■ **WHAT TO WORK ON**:
Using the data below, repeat all of it precisely.

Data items

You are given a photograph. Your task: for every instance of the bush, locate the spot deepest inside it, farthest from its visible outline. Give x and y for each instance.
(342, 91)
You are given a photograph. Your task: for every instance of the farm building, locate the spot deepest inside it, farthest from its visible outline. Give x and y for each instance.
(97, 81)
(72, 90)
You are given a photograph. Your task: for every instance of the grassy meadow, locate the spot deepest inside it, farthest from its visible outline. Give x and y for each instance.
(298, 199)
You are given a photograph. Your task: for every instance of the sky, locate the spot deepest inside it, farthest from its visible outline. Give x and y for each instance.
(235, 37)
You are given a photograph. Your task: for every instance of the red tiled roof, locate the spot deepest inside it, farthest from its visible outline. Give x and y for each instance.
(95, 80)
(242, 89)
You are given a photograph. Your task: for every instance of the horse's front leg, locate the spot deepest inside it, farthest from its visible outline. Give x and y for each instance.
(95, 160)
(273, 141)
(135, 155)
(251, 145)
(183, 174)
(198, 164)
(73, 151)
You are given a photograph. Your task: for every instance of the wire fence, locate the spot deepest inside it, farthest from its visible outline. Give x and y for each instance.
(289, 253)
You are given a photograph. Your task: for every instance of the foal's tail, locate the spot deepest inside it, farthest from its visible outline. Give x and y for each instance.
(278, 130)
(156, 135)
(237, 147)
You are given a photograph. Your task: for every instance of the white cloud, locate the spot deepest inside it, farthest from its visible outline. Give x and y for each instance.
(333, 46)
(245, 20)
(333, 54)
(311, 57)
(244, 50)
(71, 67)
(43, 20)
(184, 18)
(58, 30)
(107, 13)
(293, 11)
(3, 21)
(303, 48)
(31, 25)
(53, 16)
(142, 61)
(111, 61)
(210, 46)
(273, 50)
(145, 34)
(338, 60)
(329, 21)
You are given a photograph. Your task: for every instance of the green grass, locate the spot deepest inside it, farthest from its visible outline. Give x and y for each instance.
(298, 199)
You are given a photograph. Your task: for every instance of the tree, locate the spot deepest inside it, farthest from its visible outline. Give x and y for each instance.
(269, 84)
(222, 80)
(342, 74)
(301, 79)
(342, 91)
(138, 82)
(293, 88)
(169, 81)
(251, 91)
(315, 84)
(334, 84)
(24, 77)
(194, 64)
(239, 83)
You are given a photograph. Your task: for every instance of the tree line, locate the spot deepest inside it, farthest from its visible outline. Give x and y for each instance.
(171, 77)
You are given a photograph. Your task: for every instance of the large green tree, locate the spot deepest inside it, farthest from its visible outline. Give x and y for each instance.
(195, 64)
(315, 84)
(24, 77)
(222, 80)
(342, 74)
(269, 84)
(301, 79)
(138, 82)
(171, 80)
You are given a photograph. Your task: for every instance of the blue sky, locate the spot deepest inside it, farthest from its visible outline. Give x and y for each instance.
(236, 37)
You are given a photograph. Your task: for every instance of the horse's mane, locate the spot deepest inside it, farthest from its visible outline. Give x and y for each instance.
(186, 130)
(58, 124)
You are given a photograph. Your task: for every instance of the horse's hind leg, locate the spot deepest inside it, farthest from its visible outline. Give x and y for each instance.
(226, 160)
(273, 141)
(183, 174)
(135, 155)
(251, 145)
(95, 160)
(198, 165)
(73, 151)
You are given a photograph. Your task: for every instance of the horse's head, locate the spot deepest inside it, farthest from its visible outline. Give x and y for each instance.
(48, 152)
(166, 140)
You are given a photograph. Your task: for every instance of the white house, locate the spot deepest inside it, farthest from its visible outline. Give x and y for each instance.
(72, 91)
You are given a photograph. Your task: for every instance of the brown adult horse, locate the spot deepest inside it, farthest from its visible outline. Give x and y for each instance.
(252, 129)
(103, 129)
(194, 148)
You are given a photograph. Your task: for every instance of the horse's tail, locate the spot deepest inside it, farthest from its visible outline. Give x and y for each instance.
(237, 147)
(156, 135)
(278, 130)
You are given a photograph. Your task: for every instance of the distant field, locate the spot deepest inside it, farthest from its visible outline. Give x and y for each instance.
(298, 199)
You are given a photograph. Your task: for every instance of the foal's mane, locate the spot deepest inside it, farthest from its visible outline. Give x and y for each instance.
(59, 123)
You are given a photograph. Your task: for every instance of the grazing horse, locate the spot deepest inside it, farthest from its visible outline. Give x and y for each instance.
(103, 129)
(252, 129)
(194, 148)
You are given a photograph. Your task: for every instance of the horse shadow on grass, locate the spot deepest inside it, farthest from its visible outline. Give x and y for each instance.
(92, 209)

■ **WRITTEN ANSWER**:
You are given a photograph. Your task: for every instance of the bush, locate the spot deepest inside it, farthest from its visible outline. Give x and y for each instance.
(342, 91)
You are given a photograph. Your task: for every instance of the farm building, locate the spot deepest inside it, farthest from its visible outline. Give x and y for each instance.
(97, 81)
(72, 90)
You are given a photograph. Your task: for every instance of the grassy meadow, locate the spot deepest inside it, farthest from its visible outline. Give x and y for each instance.
(298, 199)
You are given a photograph. Your task: for every instance of the sky, locate the spot deepest inside it, farthest from its visible outline. Give x and y for each instance.
(235, 37)
You are given a photograph. Your task: for every instance of the red tiled roof, locate the spot deepest inside it, farthest from its visible outline. Give x and y for each instance.
(95, 80)
(242, 89)
You are given a photograph. Your task: for every instance of the horse's front leg, locate the spot deepest inside it, farthest from its visible outline. Give x and y for each instance.
(95, 160)
(273, 141)
(135, 155)
(251, 145)
(183, 174)
(198, 164)
(73, 151)
You are given a photograph. Your task: for every instance of the wire fence, locate the spot deepest inside it, farthest from its visible outline. Give x and y for each instance.
(289, 253)
You are given a photograph. Your task: for every instance of the foal's tail, locate the spot deepest inside it, farthest from its visible outline. Give x and y for each instance.
(278, 130)
(156, 135)
(237, 147)
You are given a photograph. Your task: for every instance of the white cloud, locate the spot deepest inside it, farthest from its visible outline. Give x and y for each instance.
(333, 46)
(245, 20)
(333, 54)
(311, 57)
(244, 50)
(71, 67)
(43, 20)
(184, 18)
(58, 30)
(107, 13)
(293, 11)
(3, 21)
(303, 48)
(31, 25)
(53, 16)
(142, 61)
(111, 61)
(210, 46)
(273, 50)
(145, 34)
(338, 60)
(329, 21)
You are given a photograph. Your task: for every instance of the green grass, locate the spot deepest inside it, farthest from its visible outline. Give x and y for each instance.
(298, 199)
You are given a photograph. Your task: for every instance of the tree, locate the spot deepest inside it, farthest from its visible outline. Give x and y for each instance.
(269, 84)
(222, 80)
(342, 74)
(301, 79)
(342, 91)
(138, 82)
(293, 88)
(169, 81)
(251, 91)
(315, 84)
(334, 84)
(24, 77)
(194, 64)
(239, 83)
You are given a photograph. Your task: for every instance of the tree line, locate the spot deepest inside it, farthest from its visible outline. Give x and y for each instance.
(171, 77)
You are given a photograph. Your task: for every instance of the large green tree, locate the spot deepest inside it, farthest from its visible outline. Give x and y for each instance.
(195, 64)
(315, 84)
(24, 77)
(222, 80)
(342, 74)
(269, 84)
(301, 79)
(138, 82)
(171, 80)
You are given a photograph. Your task: for every instance of the blue sky, locate the spot deepest inside it, farthest from its visible outline. Give x and y for each instance.
(236, 37)
You are given a photograph. Your task: for every instance of the horse's mane, locate the spot deepest inside it, farthest from its visible outline. Give x and y for each instance.
(186, 130)
(58, 124)
You are given a photograph. Your task: for every instance of the horse's hind leg, locate the spot deepest inside it, farthest from its visible outline. Give x and y for each instance.
(226, 160)
(273, 141)
(183, 174)
(135, 155)
(251, 145)
(95, 160)
(198, 165)
(73, 151)
You are given a photograph. Your task: for every instance of the horse's head, locate the spot deepest inside it, farthest from its visible outline. Give x and y for each instance.
(48, 152)
(166, 140)
You are given a photograph. Your task: for every instance of the white house, locate the spot deepest inside it, farthest from its visible outline. Give x and y for each instance.
(72, 91)
You are given a photograph. Your task: for every instance of the brown adult horse, locate the spot deepest inside it, farthest from its visible outline. Give x and y for each instance.
(252, 129)
(103, 129)
(194, 148)
You are given a photograph. Your task: for every instance of the horse's tail, locate the spot deepest inside it, farthest from its visible outline. Give x and y for each instance.
(237, 147)
(156, 135)
(278, 130)
You are given a photograph. Your task: for every instance of the distant field, locate the spot deepest inside it, farthest from its visible outline. Give x and y for each instance.
(298, 199)
You are given a photograph. Your task: for every instance of the foal's mane, locate the spot deepest inside it, farthest from its visible outline. Give x and y for each instance.
(59, 123)
You are given a photograph. Your task: for every instance of the grazing horse, locate the spot deepest inside it, farthest from its visible outline. Give x and y for each instance.
(103, 129)
(252, 129)
(194, 148)
You are given a photograph. Your task: for every instance of the horse shadow on grass, locate the spot deepest inside it, farthest from its visible outline. Give x and y for each instance.
(92, 209)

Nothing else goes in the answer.